Find every line containing the word "sword" in the records below; report only how many there are.

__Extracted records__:
━━━
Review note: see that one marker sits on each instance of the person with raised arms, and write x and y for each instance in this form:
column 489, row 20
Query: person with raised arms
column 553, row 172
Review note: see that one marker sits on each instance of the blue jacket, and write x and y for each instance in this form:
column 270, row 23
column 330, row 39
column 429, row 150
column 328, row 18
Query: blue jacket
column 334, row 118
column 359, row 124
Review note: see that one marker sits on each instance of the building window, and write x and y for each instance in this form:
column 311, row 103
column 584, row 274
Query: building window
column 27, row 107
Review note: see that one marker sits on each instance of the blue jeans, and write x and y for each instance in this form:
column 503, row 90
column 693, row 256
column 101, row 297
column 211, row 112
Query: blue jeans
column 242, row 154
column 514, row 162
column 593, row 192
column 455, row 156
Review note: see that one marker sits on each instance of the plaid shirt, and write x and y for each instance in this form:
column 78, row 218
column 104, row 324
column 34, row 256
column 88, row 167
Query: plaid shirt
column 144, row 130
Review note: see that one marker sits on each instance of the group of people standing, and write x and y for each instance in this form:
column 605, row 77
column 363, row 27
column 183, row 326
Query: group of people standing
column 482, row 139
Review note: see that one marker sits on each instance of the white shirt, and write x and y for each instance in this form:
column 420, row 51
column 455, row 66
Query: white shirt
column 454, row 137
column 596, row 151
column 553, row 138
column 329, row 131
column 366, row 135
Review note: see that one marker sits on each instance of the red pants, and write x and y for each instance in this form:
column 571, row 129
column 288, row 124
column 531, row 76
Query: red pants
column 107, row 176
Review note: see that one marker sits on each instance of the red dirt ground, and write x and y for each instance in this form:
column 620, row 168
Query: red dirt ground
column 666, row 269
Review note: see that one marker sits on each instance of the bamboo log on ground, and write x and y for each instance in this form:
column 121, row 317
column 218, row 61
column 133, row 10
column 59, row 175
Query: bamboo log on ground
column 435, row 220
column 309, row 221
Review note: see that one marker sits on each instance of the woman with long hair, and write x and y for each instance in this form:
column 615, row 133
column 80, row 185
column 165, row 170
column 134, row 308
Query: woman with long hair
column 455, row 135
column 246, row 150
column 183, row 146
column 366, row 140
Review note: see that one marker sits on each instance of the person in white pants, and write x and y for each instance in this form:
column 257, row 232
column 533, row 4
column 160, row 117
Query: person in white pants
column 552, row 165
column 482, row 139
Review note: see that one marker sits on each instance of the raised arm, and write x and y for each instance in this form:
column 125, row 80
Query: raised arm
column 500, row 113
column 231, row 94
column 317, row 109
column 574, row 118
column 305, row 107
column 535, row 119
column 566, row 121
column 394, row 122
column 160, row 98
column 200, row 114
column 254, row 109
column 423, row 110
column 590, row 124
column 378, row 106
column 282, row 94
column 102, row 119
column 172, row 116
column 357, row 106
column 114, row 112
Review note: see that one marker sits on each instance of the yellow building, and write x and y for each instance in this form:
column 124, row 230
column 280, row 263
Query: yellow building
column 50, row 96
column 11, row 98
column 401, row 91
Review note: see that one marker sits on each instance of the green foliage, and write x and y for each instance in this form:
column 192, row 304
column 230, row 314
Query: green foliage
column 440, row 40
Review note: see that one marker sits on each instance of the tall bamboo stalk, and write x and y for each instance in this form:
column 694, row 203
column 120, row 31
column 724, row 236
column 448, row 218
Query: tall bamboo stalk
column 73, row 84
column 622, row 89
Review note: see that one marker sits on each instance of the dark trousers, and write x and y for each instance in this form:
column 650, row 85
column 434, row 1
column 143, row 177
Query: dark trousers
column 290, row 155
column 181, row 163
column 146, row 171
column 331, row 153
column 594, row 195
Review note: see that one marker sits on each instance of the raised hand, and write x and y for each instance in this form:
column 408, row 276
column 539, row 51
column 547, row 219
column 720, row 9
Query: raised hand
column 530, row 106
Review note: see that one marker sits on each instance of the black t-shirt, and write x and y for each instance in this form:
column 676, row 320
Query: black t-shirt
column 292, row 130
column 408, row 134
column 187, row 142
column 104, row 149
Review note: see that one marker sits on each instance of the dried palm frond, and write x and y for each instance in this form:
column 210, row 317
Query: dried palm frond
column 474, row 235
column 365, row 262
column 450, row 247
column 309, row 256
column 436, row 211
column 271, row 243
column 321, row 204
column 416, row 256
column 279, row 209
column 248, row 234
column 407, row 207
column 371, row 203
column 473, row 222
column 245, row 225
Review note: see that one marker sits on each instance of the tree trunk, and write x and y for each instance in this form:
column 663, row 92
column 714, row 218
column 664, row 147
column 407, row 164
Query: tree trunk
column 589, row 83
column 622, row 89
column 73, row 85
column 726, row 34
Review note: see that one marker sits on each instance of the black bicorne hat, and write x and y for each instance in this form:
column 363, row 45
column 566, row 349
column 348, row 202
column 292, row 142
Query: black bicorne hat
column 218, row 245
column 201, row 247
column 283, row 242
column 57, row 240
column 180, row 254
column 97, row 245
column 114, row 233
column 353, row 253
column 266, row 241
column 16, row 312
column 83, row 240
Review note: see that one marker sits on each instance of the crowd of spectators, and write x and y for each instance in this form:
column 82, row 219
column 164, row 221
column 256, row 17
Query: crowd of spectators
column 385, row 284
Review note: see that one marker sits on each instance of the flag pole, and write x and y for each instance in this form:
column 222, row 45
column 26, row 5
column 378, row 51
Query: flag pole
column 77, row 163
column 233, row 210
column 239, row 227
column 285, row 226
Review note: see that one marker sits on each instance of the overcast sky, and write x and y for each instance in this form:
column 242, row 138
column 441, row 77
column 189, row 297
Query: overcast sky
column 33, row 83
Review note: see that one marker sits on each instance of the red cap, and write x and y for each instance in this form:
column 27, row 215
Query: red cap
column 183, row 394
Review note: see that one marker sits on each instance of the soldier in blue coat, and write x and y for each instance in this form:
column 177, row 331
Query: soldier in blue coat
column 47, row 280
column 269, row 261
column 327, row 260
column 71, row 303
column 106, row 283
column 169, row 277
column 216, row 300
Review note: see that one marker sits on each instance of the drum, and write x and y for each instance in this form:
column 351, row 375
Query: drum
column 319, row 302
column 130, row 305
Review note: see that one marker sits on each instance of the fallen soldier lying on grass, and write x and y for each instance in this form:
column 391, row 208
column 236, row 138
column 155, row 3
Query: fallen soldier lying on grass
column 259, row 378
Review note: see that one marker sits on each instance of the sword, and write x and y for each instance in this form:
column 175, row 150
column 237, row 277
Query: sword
━━━
__RESULT__:
2